* **Brief**:
Locate the line with "of the blue" in the material. Copy that line and each one after it, through the last, exactly and with nothing else.

[begin Data listing]

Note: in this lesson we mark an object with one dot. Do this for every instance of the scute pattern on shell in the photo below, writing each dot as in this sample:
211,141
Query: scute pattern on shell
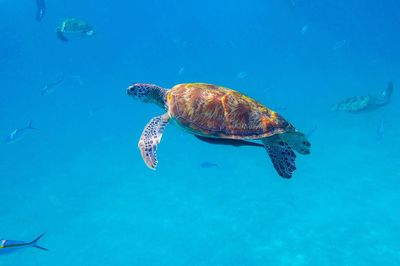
220,112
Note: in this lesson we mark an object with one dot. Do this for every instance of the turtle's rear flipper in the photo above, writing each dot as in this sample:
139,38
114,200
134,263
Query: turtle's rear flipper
150,138
282,156
61,35
297,141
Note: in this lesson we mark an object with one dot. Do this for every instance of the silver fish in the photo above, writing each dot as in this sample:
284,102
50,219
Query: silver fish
9,246
18,133
50,87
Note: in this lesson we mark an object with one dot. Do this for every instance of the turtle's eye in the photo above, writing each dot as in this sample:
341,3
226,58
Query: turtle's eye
137,91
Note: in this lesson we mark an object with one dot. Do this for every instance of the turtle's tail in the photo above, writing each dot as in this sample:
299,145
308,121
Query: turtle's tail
61,35
387,94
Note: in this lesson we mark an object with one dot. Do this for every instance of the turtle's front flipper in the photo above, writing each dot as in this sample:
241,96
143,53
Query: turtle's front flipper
150,138
282,156
61,35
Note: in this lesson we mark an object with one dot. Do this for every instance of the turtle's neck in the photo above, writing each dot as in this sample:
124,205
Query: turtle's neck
158,96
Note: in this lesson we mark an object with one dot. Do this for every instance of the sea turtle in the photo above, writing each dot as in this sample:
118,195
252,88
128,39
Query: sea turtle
220,115
74,26
363,104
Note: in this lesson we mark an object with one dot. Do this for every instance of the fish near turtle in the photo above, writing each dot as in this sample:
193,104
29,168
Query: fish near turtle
73,26
364,104
220,115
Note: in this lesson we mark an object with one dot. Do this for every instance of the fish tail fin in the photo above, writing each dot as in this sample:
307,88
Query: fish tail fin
35,245
30,125
387,93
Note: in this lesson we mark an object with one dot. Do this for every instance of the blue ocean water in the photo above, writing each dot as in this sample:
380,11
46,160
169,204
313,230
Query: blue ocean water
79,175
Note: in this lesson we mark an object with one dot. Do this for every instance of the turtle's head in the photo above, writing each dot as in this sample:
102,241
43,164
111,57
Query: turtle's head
147,93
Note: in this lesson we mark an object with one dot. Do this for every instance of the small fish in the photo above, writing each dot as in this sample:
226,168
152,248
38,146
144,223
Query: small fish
8,246
40,9
50,87
18,133
229,142
207,164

[end Data listing]

* **Solved problem**:
Note: in this lesson we mark an object with one dot. Do this for every instance of the blue ocean water in the photo above, writing each dot as in this sample:
380,11
46,160
169,204
313,230
Query: blue ocean water
79,175
Note: in this lesson we mark an object with one dot. Do this for every instance of the turtle's head in the photo above, writing each dot as in this sample:
102,241
43,164
111,57
Query: turtle's head
147,93
Note: in this lesson we mark an object with one dot. Do this for every instance of the small fish in the photo above, writing each dot as in this sample:
226,168
152,248
38,146
144,223
Query: small fish
8,246
40,9
50,87
18,133
229,142
207,164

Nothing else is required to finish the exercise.